• _Records_:

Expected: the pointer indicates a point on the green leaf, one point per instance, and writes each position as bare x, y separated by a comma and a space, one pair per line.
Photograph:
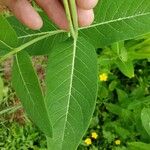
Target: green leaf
41, 47
117, 20
126, 67
1, 88
27, 87
71, 92
8, 37
145, 117
138, 146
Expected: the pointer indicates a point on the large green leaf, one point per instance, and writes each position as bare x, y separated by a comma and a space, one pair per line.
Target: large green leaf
8, 36
117, 20
145, 117
40, 47
27, 87
71, 92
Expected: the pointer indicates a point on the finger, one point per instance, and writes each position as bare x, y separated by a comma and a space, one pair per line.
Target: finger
86, 4
55, 12
23, 10
85, 17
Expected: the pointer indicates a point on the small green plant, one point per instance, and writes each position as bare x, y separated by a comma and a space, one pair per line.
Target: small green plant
63, 111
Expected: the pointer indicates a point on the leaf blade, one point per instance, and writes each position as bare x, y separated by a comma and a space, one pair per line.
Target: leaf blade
71, 92
27, 87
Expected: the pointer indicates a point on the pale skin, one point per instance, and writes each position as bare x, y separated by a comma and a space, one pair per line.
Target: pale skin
24, 12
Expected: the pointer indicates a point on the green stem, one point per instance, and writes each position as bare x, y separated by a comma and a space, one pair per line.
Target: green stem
18, 49
74, 15
138, 46
67, 10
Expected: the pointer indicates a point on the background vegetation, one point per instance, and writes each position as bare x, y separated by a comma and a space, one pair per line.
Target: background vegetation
117, 121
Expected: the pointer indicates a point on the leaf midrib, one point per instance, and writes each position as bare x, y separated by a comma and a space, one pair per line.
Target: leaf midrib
70, 87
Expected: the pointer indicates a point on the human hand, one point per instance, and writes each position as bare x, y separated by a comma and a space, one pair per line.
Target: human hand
23, 10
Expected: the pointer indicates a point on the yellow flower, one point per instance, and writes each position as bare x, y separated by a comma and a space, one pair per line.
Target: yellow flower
94, 135
103, 77
117, 142
88, 141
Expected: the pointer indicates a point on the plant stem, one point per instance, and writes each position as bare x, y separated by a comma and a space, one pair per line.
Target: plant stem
138, 46
74, 15
71, 16
18, 49
67, 10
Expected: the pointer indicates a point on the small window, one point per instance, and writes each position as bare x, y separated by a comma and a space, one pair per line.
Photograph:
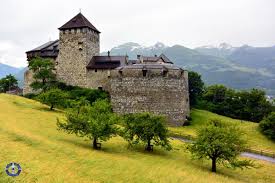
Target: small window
165, 73
144, 73
120, 72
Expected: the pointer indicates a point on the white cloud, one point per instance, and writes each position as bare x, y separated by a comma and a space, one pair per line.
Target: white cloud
28, 24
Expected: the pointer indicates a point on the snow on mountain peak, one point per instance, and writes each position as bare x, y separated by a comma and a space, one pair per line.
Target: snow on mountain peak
225, 46
159, 45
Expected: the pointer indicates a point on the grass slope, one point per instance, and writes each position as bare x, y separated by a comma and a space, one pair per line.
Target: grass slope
256, 140
28, 136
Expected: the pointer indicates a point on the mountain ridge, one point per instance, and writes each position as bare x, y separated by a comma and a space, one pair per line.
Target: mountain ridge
242, 67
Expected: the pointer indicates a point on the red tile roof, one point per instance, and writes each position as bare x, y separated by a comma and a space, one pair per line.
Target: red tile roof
79, 21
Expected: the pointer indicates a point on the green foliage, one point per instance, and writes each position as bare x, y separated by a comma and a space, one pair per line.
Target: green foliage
96, 122
196, 87
7, 83
43, 73
53, 98
267, 126
247, 105
222, 143
146, 127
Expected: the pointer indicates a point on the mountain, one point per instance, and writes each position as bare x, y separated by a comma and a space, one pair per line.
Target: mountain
6, 69
223, 64
223, 50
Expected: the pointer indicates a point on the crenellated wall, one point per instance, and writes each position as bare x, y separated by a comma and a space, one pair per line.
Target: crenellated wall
159, 91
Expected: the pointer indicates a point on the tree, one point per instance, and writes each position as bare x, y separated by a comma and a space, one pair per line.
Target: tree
53, 98
147, 128
97, 122
222, 143
267, 126
7, 83
43, 73
196, 87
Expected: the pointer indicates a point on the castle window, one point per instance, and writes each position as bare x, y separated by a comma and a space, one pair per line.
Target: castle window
165, 73
144, 73
120, 72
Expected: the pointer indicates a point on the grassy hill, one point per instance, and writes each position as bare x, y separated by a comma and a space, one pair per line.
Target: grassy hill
256, 140
28, 136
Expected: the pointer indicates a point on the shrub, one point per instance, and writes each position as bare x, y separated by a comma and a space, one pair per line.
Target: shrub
146, 127
267, 126
221, 143
97, 122
53, 98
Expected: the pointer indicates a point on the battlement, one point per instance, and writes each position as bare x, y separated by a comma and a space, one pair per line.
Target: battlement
146, 70
157, 88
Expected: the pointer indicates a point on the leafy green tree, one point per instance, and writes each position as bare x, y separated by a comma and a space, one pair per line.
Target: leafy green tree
267, 126
146, 127
215, 94
43, 73
221, 143
53, 98
97, 122
7, 83
196, 87
248, 105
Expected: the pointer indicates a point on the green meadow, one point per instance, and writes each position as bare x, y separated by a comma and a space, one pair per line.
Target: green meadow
28, 136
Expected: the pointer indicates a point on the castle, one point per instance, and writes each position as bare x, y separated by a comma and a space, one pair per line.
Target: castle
148, 84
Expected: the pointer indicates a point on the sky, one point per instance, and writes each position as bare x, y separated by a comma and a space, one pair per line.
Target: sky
191, 23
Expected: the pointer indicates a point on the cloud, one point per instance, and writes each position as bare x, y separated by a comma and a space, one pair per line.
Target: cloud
28, 24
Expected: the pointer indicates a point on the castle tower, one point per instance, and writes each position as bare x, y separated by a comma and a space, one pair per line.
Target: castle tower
78, 43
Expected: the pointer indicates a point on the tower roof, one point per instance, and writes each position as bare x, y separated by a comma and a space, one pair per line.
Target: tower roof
79, 21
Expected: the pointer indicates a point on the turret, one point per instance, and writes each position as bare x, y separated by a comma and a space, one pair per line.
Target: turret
78, 43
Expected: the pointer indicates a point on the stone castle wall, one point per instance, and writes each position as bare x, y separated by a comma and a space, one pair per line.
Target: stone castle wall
167, 94
76, 48
28, 79
98, 78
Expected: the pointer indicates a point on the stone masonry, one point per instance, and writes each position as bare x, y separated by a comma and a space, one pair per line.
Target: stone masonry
132, 91
76, 47
149, 84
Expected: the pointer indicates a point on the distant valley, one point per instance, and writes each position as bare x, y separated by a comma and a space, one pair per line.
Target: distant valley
237, 67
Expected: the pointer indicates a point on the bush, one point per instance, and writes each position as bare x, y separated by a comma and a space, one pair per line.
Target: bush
97, 122
31, 95
267, 126
146, 127
221, 143
53, 98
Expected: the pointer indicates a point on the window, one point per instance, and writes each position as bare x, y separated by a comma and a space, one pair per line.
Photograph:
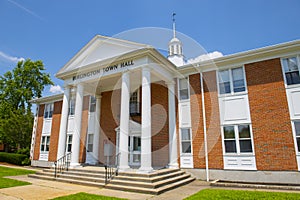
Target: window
72, 106
231, 81
48, 111
69, 143
297, 134
90, 142
184, 89
291, 70
92, 104
45, 143
186, 146
134, 103
237, 139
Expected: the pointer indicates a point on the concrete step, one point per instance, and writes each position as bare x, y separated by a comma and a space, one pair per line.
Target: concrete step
154, 191
149, 179
135, 183
67, 180
256, 185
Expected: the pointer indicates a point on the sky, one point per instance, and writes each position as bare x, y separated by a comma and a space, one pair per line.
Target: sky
55, 30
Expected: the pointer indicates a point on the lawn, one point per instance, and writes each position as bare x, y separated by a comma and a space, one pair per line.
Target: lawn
6, 182
86, 196
241, 194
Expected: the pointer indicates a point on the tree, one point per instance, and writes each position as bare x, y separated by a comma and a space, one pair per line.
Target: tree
17, 87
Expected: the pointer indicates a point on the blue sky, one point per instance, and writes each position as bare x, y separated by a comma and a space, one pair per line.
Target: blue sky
55, 30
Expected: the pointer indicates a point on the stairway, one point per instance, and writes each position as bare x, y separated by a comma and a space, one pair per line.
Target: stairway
153, 183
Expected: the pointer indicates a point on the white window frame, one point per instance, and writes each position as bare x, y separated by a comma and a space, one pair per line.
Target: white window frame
295, 136
136, 103
231, 81
45, 144
237, 141
191, 141
90, 142
48, 111
68, 142
92, 105
179, 89
283, 70
72, 104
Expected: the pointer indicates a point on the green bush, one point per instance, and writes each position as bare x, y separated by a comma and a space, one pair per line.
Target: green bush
13, 158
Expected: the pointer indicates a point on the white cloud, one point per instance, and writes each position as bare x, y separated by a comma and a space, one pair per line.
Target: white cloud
55, 89
208, 56
9, 58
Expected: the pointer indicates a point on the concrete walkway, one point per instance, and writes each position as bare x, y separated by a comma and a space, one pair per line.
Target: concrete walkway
43, 189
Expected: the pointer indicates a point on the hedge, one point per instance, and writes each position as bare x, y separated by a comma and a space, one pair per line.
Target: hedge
13, 158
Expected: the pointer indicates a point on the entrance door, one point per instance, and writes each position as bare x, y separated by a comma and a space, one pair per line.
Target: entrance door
134, 150
90, 157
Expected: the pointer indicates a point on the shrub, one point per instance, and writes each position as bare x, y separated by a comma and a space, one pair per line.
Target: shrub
13, 158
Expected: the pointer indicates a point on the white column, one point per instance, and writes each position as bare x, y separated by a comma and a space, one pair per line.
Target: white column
97, 128
172, 127
124, 122
63, 124
146, 156
77, 130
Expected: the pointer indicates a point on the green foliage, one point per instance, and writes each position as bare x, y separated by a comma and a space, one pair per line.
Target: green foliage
17, 87
86, 196
13, 158
212, 194
6, 182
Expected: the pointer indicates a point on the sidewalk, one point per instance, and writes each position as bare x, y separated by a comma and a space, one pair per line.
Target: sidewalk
43, 189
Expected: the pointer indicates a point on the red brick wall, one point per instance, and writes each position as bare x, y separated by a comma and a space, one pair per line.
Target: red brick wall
55, 131
159, 124
273, 138
84, 128
214, 139
39, 130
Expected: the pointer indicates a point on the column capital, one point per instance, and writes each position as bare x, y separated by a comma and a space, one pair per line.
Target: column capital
170, 83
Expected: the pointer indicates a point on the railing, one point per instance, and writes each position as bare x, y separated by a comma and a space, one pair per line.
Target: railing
111, 170
62, 164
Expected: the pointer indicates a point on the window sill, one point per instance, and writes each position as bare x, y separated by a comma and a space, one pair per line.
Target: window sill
292, 86
233, 94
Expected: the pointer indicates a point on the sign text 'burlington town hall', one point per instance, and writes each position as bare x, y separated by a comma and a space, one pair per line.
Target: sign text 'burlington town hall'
105, 69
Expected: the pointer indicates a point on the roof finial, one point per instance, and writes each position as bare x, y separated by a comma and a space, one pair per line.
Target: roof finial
174, 29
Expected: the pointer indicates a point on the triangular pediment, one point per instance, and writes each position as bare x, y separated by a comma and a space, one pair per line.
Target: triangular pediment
98, 49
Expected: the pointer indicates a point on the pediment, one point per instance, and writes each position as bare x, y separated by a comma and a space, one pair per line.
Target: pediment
98, 49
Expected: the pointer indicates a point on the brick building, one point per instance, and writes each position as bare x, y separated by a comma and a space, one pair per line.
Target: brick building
235, 118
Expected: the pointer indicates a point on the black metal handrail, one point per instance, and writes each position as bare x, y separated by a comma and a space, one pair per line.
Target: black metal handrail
62, 164
112, 170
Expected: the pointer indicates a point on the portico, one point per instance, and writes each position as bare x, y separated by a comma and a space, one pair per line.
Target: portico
123, 74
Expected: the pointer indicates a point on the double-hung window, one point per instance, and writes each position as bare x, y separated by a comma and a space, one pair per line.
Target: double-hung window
48, 111
72, 106
291, 70
231, 81
297, 135
134, 103
237, 139
69, 142
45, 143
184, 89
186, 142
92, 104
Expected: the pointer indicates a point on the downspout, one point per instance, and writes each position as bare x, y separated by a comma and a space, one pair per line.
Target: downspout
204, 128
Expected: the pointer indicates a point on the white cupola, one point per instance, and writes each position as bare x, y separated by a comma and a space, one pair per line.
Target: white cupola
175, 48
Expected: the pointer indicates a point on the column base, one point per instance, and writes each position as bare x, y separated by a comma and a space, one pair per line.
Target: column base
74, 165
173, 166
124, 168
145, 170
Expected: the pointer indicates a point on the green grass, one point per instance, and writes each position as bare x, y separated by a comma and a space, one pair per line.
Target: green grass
86, 196
6, 182
241, 194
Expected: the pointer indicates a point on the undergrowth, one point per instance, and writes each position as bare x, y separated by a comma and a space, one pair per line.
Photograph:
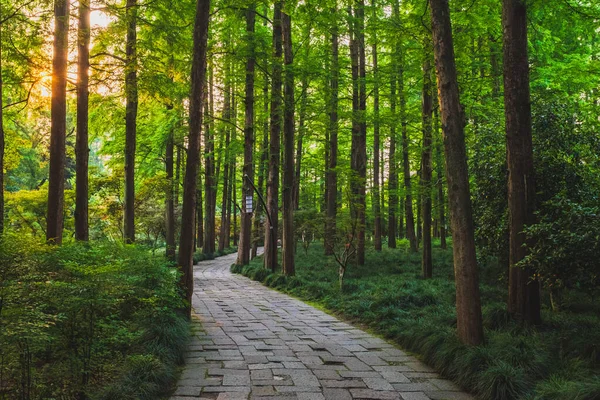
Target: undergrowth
88, 321
558, 360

• _Your instructions_:
Leave out the pictures, and extract exactly the lines from the one with "Target: white cupola" through the end of the records, both ends included.

• _Written solution_:
Target: white cupola
175, 48
Expected: the pointer indicates a point on the column base, one point per instance, and writes each position as bare x, y separated by a comma and a space, one pair per line.
Target: column base
74, 165
173, 166
124, 168
145, 170
Expected: the pointer indicates a point on the green grass, one point per instance, and writes each position as bare x, y separated by a comma and a space, one pair per line.
Target: green grass
86, 196
6, 182
241, 194
Expected: the pointer indicates a point on the undergrowth, one point per instance, and writes each position as bare x, y separated by a comma and a space, one pair per line.
Photograph:
Target: undergrowth
88, 321
558, 360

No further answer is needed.